_GIVEN DATA_
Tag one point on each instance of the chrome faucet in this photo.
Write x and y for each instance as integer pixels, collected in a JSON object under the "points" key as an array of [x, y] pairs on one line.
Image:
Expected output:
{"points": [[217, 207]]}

_EXERCISE DIRECTIONS_
A single figure is expected: the count of lines in the data above that include the word "each".

_RESPONSE TO THE TASK_
2